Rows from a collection
-- begin --

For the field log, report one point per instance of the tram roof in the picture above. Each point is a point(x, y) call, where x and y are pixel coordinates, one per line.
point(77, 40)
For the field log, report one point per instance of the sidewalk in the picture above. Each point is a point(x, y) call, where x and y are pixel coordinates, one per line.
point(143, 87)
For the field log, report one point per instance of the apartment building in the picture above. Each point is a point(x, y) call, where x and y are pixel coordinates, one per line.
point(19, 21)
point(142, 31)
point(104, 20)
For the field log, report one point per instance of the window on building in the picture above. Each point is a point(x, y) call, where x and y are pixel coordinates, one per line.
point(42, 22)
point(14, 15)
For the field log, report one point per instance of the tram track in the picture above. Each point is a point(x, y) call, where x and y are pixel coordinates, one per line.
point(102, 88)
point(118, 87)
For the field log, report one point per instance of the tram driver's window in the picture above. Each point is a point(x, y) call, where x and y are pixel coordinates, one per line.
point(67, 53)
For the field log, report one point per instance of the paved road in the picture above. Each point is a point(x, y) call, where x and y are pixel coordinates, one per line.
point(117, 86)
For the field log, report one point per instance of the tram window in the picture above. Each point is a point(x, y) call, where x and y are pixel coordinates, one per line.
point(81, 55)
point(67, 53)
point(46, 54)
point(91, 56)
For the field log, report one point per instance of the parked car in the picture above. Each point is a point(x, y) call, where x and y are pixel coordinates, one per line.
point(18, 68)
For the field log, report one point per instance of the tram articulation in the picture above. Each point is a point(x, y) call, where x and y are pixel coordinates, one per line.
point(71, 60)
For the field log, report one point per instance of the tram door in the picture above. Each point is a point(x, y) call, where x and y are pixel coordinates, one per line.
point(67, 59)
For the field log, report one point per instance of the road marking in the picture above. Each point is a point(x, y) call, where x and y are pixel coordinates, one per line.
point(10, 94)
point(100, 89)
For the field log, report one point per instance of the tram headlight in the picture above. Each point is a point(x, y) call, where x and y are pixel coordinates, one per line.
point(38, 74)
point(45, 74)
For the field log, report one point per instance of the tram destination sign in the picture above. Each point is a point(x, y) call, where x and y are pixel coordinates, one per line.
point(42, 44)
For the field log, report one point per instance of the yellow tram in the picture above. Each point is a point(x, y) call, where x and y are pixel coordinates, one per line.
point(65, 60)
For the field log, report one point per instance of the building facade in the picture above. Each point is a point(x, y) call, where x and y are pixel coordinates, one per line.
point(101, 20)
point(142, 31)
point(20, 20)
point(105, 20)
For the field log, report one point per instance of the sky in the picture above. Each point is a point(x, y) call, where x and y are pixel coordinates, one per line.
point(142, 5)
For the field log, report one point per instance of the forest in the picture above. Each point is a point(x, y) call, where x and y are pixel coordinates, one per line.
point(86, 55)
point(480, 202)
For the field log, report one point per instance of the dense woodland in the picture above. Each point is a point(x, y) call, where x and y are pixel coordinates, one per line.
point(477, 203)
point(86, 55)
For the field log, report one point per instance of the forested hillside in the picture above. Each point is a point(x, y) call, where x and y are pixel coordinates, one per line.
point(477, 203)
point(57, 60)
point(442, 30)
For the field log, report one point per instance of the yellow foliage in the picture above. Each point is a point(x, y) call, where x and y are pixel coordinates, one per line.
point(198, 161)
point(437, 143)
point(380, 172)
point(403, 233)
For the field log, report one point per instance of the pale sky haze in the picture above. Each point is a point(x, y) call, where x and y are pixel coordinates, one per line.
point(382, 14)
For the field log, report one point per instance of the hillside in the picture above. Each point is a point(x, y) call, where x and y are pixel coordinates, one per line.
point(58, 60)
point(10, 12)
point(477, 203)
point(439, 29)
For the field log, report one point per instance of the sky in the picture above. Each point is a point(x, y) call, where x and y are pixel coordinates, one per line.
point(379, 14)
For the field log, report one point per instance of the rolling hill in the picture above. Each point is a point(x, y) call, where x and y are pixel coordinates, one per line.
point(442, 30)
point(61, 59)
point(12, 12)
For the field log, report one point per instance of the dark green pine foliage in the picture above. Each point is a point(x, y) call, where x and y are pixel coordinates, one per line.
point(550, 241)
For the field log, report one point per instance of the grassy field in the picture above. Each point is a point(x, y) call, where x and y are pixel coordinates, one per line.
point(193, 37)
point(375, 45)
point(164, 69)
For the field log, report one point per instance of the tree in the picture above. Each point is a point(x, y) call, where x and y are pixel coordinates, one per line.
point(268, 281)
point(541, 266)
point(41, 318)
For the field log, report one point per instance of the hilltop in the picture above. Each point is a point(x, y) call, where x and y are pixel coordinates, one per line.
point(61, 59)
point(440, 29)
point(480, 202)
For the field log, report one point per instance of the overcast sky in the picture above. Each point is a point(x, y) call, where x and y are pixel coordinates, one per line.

-- end --

Write out all of the rows above as a numbered list, leaving out any blank lines.

Exercise solution ▸
1. For the field log, report one point per instance of the tram roof in the picture above. Each point is a point(x, y) call, where x and y are pixel coordinates, one per line.
2. point(77, 40)
3. For the field log, report one point per instance of the sidewalk in the picture above. Each point is a point(x, y) call, where x and y are pixel coordinates, one per line.
4. point(143, 87)
5. For the field log, report one point per instance of the apartment building in the picture above. Each point is a point(x, y) call, where x and y are pixel coordinates, one per line.
6. point(19, 21)
7. point(142, 31)
8. point(104, 20)
9. For the field log, report one point per instance of the window on building in the picture above. Each point is a point(x, y) call, where x and y are pixel coordinates, one per line.
10. point(42, 22)
11. point(14, 15)
12. For the field log, report one point per instance of the tram track in the picture above. Each point is a point(x, y) call, where x and y are pixel coordinates, one per line.
13. point(102, 88)
14. point(118, 87)
15. For the field log, report one point per instance of the tram driver's window in the picture above. Each point is a point(x, y) call, where x and y are pixel coordinates, one per line.
16. point(67, 53)
17. For the field log, report one point per instance of the paved road in the picture above. Each point is a point(x, y) call, where x and y are pixel coordinates, one per line.
18. point(117, 86)
19. For the field log, report one point per instance of the tram window in the picture above. Each point is a point(x, y) call, where x and y are pixel coordinates, one per line.
20. point(81, 55)
21. point(67, 53)
22. point(46, 54)
23. point(91, 56)
24. For the field log, report one point per instance of the parked car in the picture above. Each point is a point(x, y) call, where x and y are pixel coordinates, one per line.
25. point(18, 68)
26. For the field log, report one point per instance of the tram articulation in the picture above. Each point is a point(x, y) call, where x and y are pixel coordinates, one per line.
27. point(71, 60)
28. For the field log, report one point per instance of the tram door in the picture above. Each point is a point(x, y) call, where x and y are pixel coordinates, one per line.
29. point(67, 59)
30. For the field log, report one point per instance of the road marking in the picture above. Each point is a point(x, y) call, where x and y are pixel coordinates, one per line.
31. point(10, 94)
32. point(100, 89)
33. For the field log, report one point per instance of the tram headlight in the picture above. Each point is a point(x, y) call, where x and y are pixel coordinates, one per line.
34. point(38, 74)
35. point(45, 74)
36. For the field log, report one point per instance of the tram destination sign in the picture above. Each point is a point(x, y) call, where x and y are pixel coordinates, one per line.
37. point(42, 44)
38. For the field log, report one point per instance of the yellow tram in the picture above. Each point is a point(x, y) call, where x and y are pixel coordinates, one per line.
39. point(65, 60)
40. For the field log, report one point per instance of the building facade in the picture above. Each point is a point(x, y) call, where x and y are pixel coordinates, one per line.
41. point(101, 20)
42. point(142, 31)
43. point(20, 20)
44. point(105, 20)
45. For the field log, report one point per instance of the sky in the picture above. Each point is a point(x, y) call, where x and y are pixel coordinates, one per line.
46. point(142, 5)
47. For the field log, report one point per instance of the forest in the picture above. Each point is a point(x, y) call, where x and y are pixel coordinates, one per line.
48. point(86, 55)
49. point(480, 202)
50. For the field log, report one point per instance of the dense woodland in the picture above. Each point is a point(x, y) call, where x and y are pixel coordinates, one per line.
51. point(477, 203)
52. point(86, 55)
53. For the field log, report one point per instance of the forested hillside in the picture above. Each point is a point(x, y) call, where x and y are pixel coordinates, one per line.
54. point(477, 203)
55. point(57, 60)
56. point(442, 30)
57. For the field log, report one point per instance of the yellow foliage in the picture above. Each point is a point(x, y) call, where x and y are pixel coordinates, one per line.
58. point(198, 161)
59. point(437, 143)
60. point(380, 172)
61. point(403, 233)
62. For the field log, report one point per instance of the pale sky haze in the picture above. Each point is a point(x, y) call, where x and y are pixel coordinates, one per line.
63. point(382, 14)
64. For the field log, report one point per instance of the hillside in the picture above. Each point is a point(x, y) call, where x and y are pixel coordinates, one per line.
65. point(58, 60)
66. point(10, 12)
67. point(477, 203)
68. point(439, 29)
69. For the field log, report one point per instance of the sky in the picture above. Each point is a point(x, y) call, where x and y are pixel coordinates, one per line.
70. point(379, 14)
71. For the field log, report one point per instance of the rolling hill in the picture above. Each point is a point(x, y) call, where x and y are pixel coordinates, one per line.
72. point(442, 30)
73. point(61, 59)
74. point(12, 12)
75. For the field log, report one point per instance of the dark green pine foliage in the picture above. Each point is a point(x, y) call, where x and y are pixel coordinates, one per line.
76. point(550, 241)
77. For the field log, report one point per instance of the grassy field in the picture above. Each point is a point(x, y) call, where x and y are pixel coordinates, one per line.
78. point(193, 37)
79. point(375, 45)
80. point(164, 69)
81. For the field log, report one point per instance of the tree in the picture above. Each point is a point(x, y) call, where x and y are pixel coordinates, one per line.
82. point(268, 281)
83. point(541, 266)
84. point(41, 318)
85. For the field log, report one point per instance of the hilltop in the picture above. Each point is a point(x, y) call, where x and y are pixel coordinates, one per line.
86. point(61, 59)
87. point(440, 29)
88. point(480, 202)
89. For the field log, report one point per instance of the overcast sky in the picture above. Each point is a point(x, y) call, where x and y are pixel coordinates, one per line.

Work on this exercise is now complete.